─── Reading text

A Method to the Madness: Helping Solve NCAA Basketball Analysis Using Google Cloud

Alok Pattani
Analyzing NCAA Basketball with GCP
12 min readMar 11, 2020
Google Cloud March Madness Insights Dashboard

With conference tournaments in full swing and the Big Dance (if circumstances allow) mere days away, we are back with more NCAA basketball content from Google Cloud! This year’s NCAA Tournaments may not be open to the public, but our Google Cloud March Madness Insights dashboard will be. Our small team of data science and sports analytics enthusiasts remain ready to provide you with some truly unique content over the next few weeks (health guidance permitting). We’ll be showcasing both the technical aspects and the basketball-related results of our work using Google Cloud tools to gain valuable insights from NCAA basketball data, right here on Medium.

──────
─── Data records

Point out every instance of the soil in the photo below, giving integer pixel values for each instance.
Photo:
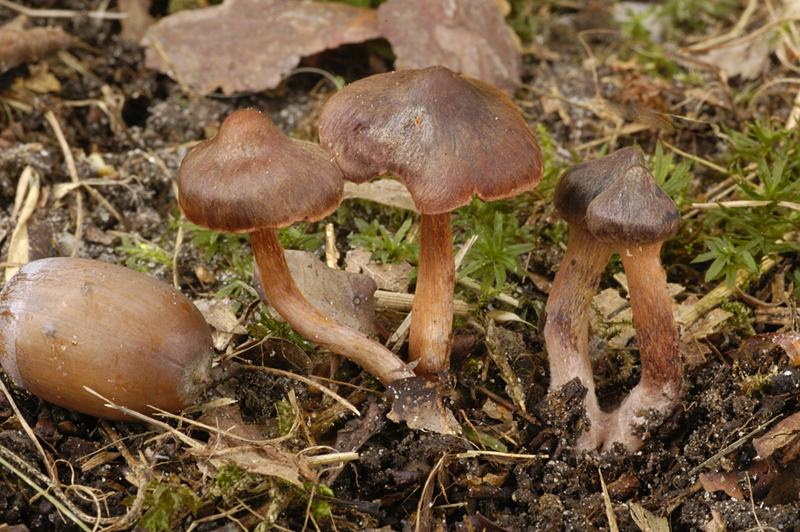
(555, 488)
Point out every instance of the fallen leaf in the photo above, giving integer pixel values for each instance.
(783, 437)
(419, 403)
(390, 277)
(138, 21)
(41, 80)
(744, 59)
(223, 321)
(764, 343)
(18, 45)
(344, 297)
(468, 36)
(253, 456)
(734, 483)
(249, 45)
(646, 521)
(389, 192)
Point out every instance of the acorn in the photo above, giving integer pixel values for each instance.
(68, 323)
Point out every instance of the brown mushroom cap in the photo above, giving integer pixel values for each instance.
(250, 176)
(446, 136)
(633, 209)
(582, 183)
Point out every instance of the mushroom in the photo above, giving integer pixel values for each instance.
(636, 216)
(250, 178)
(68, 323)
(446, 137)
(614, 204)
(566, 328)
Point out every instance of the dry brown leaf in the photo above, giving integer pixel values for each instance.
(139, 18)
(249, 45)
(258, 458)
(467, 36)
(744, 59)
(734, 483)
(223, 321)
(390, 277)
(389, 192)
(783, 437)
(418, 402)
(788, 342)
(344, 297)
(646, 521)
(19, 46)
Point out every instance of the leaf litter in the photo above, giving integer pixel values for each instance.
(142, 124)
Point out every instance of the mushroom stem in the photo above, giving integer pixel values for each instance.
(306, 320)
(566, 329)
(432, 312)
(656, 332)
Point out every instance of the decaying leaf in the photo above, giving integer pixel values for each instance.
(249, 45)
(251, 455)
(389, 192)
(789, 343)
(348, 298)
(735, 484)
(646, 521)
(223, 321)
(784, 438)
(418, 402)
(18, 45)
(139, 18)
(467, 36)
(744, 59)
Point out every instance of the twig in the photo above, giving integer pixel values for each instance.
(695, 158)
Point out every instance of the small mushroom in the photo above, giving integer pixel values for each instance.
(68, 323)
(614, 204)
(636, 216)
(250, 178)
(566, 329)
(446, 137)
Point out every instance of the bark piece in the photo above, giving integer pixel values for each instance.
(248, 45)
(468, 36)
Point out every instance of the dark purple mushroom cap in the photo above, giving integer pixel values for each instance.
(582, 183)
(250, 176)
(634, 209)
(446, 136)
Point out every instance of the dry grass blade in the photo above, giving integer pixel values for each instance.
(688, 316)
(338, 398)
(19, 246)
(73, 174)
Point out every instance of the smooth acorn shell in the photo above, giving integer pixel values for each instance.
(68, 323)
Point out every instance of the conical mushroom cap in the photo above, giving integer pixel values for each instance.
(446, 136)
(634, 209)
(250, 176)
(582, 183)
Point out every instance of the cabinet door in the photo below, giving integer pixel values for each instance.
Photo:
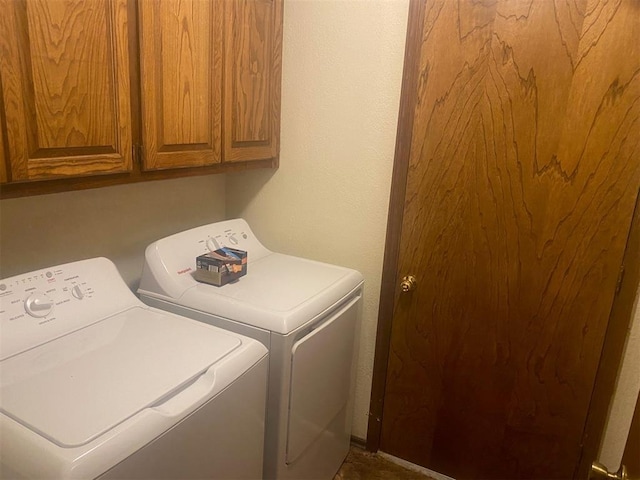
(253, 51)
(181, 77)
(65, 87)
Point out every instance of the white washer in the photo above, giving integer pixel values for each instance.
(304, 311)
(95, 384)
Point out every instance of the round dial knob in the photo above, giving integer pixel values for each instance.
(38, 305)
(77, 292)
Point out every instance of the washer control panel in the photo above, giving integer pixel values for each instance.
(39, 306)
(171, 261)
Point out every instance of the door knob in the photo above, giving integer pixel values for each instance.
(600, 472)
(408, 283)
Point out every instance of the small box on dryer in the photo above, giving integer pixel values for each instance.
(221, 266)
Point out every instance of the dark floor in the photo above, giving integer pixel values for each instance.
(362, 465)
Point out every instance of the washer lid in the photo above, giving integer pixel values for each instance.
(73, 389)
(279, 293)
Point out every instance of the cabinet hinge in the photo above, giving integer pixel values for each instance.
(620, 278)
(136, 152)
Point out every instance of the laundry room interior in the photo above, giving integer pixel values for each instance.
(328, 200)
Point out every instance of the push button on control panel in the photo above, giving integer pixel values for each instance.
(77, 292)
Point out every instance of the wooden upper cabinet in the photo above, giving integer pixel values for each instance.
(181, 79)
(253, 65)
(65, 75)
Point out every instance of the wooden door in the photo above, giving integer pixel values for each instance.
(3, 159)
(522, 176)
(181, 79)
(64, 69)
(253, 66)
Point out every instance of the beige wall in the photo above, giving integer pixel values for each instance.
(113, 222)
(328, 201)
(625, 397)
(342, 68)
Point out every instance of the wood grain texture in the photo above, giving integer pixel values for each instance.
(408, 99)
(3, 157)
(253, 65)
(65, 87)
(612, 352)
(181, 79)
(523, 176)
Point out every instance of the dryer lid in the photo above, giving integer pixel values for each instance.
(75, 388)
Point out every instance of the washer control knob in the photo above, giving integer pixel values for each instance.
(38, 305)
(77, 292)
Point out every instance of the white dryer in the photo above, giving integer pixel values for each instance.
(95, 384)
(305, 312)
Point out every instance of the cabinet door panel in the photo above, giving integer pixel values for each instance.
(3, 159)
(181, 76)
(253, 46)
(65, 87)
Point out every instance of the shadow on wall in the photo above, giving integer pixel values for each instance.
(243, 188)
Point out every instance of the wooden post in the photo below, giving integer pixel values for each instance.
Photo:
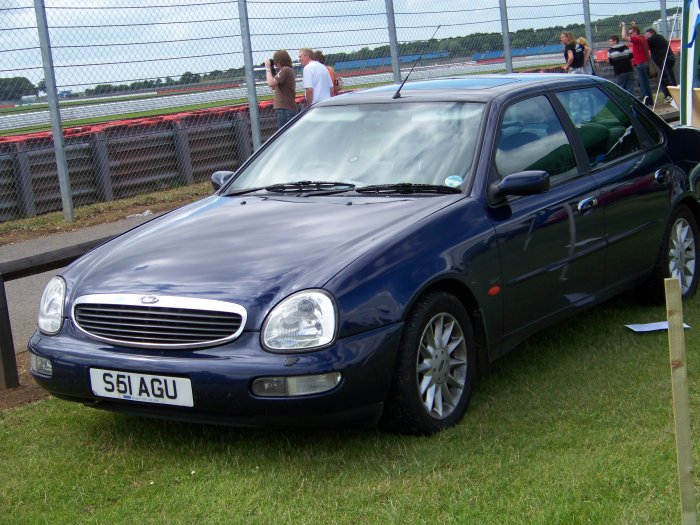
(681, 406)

──────

» Work to complete: Copy the NCAA basketball article from "With conference tournaments" to "here on Medium.", replacing "dashboard" with "tracker".

» Written solution:
With conference tournaments in full swing and the Big Dance (if circumstances allow) mere days away, we are back with more NCAA basketball content from Google Cloud! This year’s NCAA Tournaments may not be open to the public, but our Google Cloud March Madness Insights tracker will be. Our small team of data science and sports analytics enthusiasts remain ready to provide you with some truly unique content over the next few weeks (health guidance permitting). We’ll be showcasing both the technical aspects and the basketball-related results of our work using Google Cloud tools to gain valuable insights from NCAA basketball data, right here on Medium.